Stored entries
⟨
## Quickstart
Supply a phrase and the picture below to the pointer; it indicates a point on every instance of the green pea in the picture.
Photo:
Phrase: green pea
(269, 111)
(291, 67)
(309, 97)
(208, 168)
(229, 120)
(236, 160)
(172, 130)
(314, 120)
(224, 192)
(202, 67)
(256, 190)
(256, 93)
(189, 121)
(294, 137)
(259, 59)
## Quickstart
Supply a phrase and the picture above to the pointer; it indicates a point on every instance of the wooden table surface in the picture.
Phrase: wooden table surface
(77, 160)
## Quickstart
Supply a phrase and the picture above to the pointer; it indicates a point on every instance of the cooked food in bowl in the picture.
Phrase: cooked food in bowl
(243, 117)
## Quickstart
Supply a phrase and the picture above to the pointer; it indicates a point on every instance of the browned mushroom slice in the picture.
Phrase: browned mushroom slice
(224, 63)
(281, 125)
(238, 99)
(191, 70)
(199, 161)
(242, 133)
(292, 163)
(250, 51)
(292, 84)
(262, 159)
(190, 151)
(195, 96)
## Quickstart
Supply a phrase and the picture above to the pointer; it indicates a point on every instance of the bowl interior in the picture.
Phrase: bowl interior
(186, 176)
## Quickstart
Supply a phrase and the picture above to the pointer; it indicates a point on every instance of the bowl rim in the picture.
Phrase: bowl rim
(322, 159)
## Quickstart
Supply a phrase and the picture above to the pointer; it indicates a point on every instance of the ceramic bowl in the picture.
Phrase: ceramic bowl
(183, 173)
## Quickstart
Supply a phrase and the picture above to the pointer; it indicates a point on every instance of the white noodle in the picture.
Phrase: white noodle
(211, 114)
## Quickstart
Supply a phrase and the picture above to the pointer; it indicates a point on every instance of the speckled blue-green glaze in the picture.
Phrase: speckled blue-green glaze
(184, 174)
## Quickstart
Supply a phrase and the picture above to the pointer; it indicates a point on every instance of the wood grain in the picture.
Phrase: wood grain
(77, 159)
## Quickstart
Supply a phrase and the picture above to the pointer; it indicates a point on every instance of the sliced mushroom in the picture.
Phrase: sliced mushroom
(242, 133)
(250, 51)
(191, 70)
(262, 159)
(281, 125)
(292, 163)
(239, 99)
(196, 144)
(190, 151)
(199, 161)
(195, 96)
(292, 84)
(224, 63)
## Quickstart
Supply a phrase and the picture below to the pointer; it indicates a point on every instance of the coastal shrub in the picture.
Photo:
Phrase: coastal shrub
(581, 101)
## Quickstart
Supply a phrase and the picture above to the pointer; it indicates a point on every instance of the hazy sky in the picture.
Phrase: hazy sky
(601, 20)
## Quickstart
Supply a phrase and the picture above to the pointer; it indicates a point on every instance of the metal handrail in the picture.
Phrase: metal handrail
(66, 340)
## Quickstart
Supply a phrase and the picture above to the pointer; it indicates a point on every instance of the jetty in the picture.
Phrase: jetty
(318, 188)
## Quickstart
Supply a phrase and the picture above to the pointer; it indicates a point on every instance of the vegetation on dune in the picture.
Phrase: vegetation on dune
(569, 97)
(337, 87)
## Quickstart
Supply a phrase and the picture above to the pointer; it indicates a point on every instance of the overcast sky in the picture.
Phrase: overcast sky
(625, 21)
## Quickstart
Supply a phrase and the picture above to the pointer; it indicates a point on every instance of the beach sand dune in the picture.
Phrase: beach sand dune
⟩
Problem description |
Once a line of the records is found to contain "sand", copy it out.

Exercise solution |
Supply a phrase and the picture above to the pointer; it indicates a point on every instance of the beach sand dune in the picture.
Phrase: beach sand dune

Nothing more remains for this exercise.